WHAT THE TASK ASKS
Please write out the lines of the listing below word for word, beginning at the line that contains "find the shadow" and stopping after the line that contains "0,1,452,451". Leave the pictures out of your answer.

===== DATA SECTION

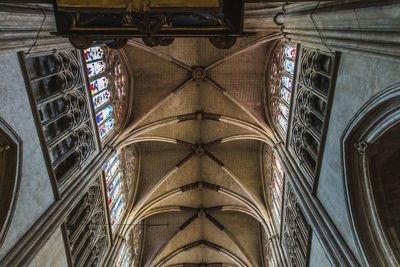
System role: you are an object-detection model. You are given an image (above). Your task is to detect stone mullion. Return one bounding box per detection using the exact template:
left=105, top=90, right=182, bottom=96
left=69, top=207, right=90, bottom=244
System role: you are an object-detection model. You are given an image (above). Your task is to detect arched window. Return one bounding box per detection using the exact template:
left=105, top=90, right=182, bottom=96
left=84, top=46, right=128, bottom=141
left=271, top=156, right=285, bottom=226
left=267, top=42, right=297, bottom=140
left=115, top=241, right=132, bottom=267
left=282, top=182, right=311, bottom=267
left=104, top=153, right=125, bottom=231
left=20, top=50, right=96, bottom=184
left=65, top=180, right=109, bottom=266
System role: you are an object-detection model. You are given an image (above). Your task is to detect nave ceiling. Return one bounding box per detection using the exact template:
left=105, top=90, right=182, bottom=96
left=115, top=34, right=276, bottom=266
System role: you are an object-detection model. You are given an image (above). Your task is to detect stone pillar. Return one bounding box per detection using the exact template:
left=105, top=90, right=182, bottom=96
left=245, top=1, right=400, bottom=58
left=0, top=4, right=72, bottom=53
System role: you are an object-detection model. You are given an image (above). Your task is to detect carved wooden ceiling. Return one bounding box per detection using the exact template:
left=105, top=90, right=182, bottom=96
left=114, top=33, right=278, bottom=266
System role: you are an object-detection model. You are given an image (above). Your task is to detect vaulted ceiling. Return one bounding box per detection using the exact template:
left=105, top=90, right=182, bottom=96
left=114, top=33, right=277, bottom=266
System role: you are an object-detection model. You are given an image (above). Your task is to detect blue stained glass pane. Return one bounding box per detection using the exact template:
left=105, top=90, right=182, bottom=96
left=106, top=160, right=119, bottom=183
left=278, top=115, right=287, bottom=133
left=274, top=169, right=283, bottom=191
left=116, top=242, right=126, bottom=267
left=90, top=77, right=108, bottom=95
left=96, top=106, right=112, bottom=124
left=93, top=90, right=110, bottom=109
left=86, top=60, right=105, bottom=78
left=108, top=183, right=121, bottom=207
left=274, top=181, right=282, bottom=201
left=283, top=59, right=294, bottom=74
left=274, top=157, right=284, bottom=178
left=111, top=196, right=124, bottom=228
left=83, top=46, right=104, bottom=62
left=99, top=118, right=114, bottom=138
left=281, top=87, right=292, bottom=104
left=282, top=75, right=293, bottom=90
left=279, top=103, right=289, bottom=120
left=285, top=45, right=296, bottom=59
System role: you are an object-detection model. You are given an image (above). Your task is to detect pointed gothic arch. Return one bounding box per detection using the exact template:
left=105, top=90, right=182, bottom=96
left=341, top=84, right=400, bottom=266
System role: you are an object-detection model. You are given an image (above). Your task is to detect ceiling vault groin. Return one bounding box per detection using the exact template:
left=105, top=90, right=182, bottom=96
left=114, top=33, right=281, bottom=267
left=154, top=240, right=248, bottom=267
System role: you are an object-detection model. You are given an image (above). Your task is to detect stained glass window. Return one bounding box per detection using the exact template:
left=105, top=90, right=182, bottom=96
left=281, top=88, right=292, bottom=105
left=285, top=45, right=296, bottom=59
left=271, top=156, right=284, bottom=226
left=93, top=90, right=110, bottom=109
left=83, top=46, right=104, bottom=62
left=278, top=115, right=287, bottom=133
left=86, top=60, right=106, bottom=78
left=274, top=157, right=283, bottom=178
left=99, top=118, right=114, bottom=138
left=111, top=196, right=124, bottom=228
left=283, top=59, right=294, bottom=74
left=267, top=43, right=297, bottom=138
left=108, top=173, right=121, bottom=194
left=90, top=76, right=108, bottom=95
left=115, top=242, right=128, bottom=267
left=108, top=183, right=121, bottom=206
left=96, top=106, right=112, bottom=124
left=279, top=103, right=289, bottom=119
left=104, top=152, right=118, bottom=172
left=106, top=160, right=119, bottom=183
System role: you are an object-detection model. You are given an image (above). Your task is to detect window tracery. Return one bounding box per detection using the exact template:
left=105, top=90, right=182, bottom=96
left=282, top=183, right=311, bottom=267
left=65, top=181, right=109, bottom=267
left=104, top=153, right=125, bottom=232
left=0, top=118, right=22, bottom=247
left=271, top=156, right=285, bottom=226
left=290, top=47, right=335, bottom=184
left=267, top=42, right=297, bottom=139
left=83, top=46, right=128, bottom=140
left=20, top=50, right=96, bottom=183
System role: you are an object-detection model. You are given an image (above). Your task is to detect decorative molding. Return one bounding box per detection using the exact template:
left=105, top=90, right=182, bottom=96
left=0, top=117, right=23, bottom=247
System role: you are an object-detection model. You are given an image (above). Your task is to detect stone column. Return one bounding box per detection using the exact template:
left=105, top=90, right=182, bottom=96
left=0, top=4, right=72, bottom=53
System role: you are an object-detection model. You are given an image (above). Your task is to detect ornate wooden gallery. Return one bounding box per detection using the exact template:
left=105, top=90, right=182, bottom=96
left=55, top=0, right=244, bottom=49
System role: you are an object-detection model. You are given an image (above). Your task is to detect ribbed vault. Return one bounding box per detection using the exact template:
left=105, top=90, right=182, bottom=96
left=114, top=35, right=279, bottom=266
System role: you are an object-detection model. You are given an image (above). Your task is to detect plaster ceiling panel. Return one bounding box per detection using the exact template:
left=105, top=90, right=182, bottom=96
left=155, top=220, right=245, bottom=267
left=210, top=211, right=262, bottom=266
left=151, top=156, right=201, bottom=202
left=139, top=82, right=201, bottom=129
left=137, top=142, right=189, bottom=204
left=208, top=44, right=267, bottom=121
left=200, top=189, right=243, bottom=208
left=142, top=212, right=193, bottom=266
left=200, top=156, right=247, bottom=196
left=157, top=190, right=203, bottom=208
left=200, top=120, right=254, bottom=146
left=155, top=33, right=265, bottom=67
left=142, top=120, right=203, bottom=144
left=124, top=45, right=188, bottom=120
left=199, top=81, right=254, bottom=123
left=209, top=140, right=263, bottom=204
left=163, top=247, right=239, bottom=267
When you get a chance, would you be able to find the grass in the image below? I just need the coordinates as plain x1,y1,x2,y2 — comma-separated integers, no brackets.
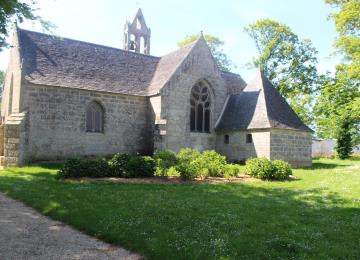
0,159,360,259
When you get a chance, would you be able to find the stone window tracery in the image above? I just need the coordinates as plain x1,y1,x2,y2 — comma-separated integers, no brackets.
190,81,211,133
86,101,104,133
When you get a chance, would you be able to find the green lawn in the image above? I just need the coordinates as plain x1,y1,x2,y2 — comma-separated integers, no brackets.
0,159,360,259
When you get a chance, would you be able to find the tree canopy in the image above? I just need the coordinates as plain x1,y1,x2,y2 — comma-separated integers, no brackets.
0,0,55,51
244,19,318,125
314,0,360,152
178,34,233,71
325,0,360,79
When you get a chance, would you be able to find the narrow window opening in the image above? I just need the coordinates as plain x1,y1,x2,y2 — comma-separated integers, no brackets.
196,104,204,132
224,135,230,144
246,134,252,144
190,81,211,133
8,75,14,115
86,102,104,133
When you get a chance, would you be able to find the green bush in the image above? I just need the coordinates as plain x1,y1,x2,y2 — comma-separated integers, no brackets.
176,148,226,180
109,153,131,177
272,160,292,180
109,153,156,178
198,150,226,177
176,148,201,180
245,158,292,180
166,166,180,176
153,150,177,176
224,164,241,178
58,158,111,178
245,158,274,179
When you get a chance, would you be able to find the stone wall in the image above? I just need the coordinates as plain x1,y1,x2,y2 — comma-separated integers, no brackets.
26,84,152,161
216,129,311,166
156,37,233,152
216,130,270,161
270,129,312,166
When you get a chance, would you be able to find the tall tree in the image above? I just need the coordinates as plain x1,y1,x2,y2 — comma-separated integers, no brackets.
325,0,360,80
244,19,318,125
314,0,360,155
0,0,55,51
178,34,234,71
0,70,5,88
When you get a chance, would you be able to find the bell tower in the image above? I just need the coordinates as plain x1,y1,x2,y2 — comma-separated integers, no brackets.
124,8,151,55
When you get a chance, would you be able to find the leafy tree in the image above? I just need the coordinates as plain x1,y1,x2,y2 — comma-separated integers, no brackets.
314,0,360,148
335,116,352,160
0,70,5,88
244,19,318,125
178,34,233,71
313,73,360,138
325,0,360,81
0,0,55,51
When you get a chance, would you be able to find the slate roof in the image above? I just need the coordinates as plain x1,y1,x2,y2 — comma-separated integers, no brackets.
216,70,312,132
17,28,244,96
18,29,160,96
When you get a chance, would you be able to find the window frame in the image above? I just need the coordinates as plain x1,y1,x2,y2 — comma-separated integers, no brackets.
246,133,253,144
224,134,230,144
189,80,212,134
85,100,105,133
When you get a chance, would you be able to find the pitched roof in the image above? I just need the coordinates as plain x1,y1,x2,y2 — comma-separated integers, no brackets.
17,28,245,96
19,30,160,95
149,41,196,95
221,71,246,94
216,70,312,131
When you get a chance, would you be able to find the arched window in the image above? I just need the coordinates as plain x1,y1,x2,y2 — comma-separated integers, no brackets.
86,101,104,133
190,81,211,132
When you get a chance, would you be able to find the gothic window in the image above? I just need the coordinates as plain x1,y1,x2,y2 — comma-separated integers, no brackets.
8,75,14,115
246,134,252,144
224,135,230,144
190,81,211,133
86,101,104,133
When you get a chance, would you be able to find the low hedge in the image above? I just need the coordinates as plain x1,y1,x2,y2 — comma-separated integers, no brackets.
58,148,292,180
153,150,177,176
58,158,112,178
245,158,292,180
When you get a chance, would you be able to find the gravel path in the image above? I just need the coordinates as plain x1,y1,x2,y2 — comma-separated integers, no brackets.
0,193,141,260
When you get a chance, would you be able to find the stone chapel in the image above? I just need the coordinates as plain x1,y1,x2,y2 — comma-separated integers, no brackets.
0,9,312,166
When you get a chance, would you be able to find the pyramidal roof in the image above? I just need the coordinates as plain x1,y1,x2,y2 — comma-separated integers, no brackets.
216,69,312,132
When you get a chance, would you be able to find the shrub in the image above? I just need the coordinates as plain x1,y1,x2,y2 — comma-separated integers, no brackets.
176,148,201,180
198,150,226,177
58,158,111,178
109,153,156,178
153,150,177,176
109,153,131,177
245,158,292,180
224,164,241,178
245,158,274,179
272,160,292,180
176,148,226,180
166,166,180,176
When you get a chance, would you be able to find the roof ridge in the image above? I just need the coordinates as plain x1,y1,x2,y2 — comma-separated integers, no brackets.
18,27,161,59
257,68,272,127
148,36,198,95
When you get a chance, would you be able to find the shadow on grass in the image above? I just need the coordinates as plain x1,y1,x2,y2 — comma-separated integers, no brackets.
0,168,360,259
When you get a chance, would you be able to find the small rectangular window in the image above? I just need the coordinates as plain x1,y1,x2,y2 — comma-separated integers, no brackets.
224,135,230,144
246,134,252,144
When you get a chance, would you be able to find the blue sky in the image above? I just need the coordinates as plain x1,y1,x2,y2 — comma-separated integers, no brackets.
0,0,338,80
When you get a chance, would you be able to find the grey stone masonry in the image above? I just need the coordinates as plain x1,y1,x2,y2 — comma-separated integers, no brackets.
27,84,152,160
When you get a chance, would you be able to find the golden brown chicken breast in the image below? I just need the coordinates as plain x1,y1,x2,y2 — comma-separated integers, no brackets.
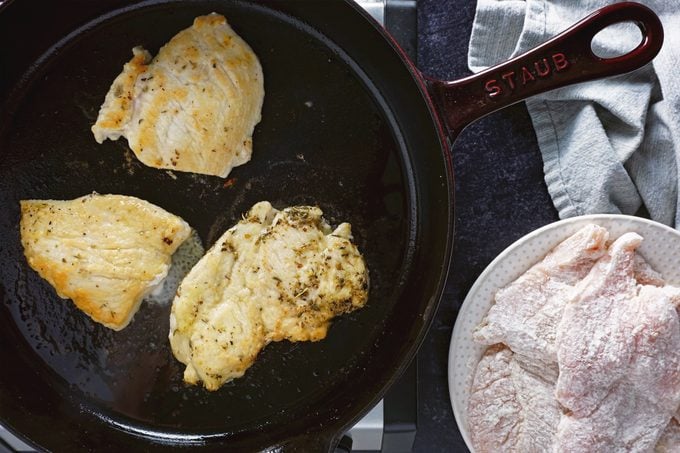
20,194,191,330
170,202,368,390
92,13,264,177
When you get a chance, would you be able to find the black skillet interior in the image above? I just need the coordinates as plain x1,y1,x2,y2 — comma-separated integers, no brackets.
0,1,452,451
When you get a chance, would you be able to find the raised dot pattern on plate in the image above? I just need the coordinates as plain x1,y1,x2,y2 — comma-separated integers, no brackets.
448,214,680,450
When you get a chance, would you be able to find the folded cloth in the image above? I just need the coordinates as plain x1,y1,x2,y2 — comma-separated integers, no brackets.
468,0,680,227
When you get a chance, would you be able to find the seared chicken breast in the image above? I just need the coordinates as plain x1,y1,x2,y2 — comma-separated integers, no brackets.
170,201,368,390
92,13,264,177
20,194,191,330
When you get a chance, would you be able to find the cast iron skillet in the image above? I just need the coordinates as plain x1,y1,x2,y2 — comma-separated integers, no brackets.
0,0,663,451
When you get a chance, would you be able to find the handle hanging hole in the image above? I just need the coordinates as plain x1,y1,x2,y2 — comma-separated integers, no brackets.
590,22,642,59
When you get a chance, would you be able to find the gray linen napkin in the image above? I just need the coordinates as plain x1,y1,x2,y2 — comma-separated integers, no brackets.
468,0,680,227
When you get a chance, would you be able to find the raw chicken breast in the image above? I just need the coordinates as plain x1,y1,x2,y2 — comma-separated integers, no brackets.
92,13,264,177
468,345,561,453
20,194,191,330
170,202,368,390
473,225,609,379
654,419,680,453
556,233,680,452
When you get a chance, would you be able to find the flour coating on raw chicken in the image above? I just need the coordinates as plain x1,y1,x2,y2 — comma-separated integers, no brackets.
468,225,680,452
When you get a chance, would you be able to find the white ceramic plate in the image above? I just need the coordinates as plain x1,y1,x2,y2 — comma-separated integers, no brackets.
448,214,680,451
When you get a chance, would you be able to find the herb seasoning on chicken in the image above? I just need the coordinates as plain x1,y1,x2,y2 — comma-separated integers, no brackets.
20,194,191,330
170,201,368,390
92,13,264,177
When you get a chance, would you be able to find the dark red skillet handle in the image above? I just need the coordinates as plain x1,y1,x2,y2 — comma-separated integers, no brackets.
427,2,663,139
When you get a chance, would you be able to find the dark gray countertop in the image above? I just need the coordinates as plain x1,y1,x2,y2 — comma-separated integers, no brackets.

==========

COMPLETE ANSWER
When you get a chance, would you be able to find the shadow on grass in the image above? I just need the coordinates as plain x1,y1,x2,y2 — comma-separated integers, no brackets.
0,168,360,259
When you get a chance, would you be able to find the small rectangular window in the image above? I just need the coordinates as plain x1,y1,x2,y2 — comma-separated integers, no brackets.
224,135,230,144
246,134,252,144
When you get a chance, would you be able to find the blue sky in the image above? I just need the coordinates as plain x1,y1,x2,y2 — comma-separated integers, no brackets.
0,0,338,80
When you get a chance, would you be able to find the grey stone masonry in the image above? I just need the coordinates as plain x1,y1,x2,y2 — comma-separated integers, no brackets.
27,84,152,160
When you get a chance, would you be able to find the golden brown chicken breast in the image below? I just need the coordinates as plain x1,y1,x2,y2 — comma-separated integers, no brackets.
20,194,191,330
170,202,368,390
92,13,264,177
When you get a chance, would you be able to find the black skillet interior in the image above? I just need the coordinates as plain x1,y1,x2,y2 — comma-separated integers, no brackets.
0,1,452,451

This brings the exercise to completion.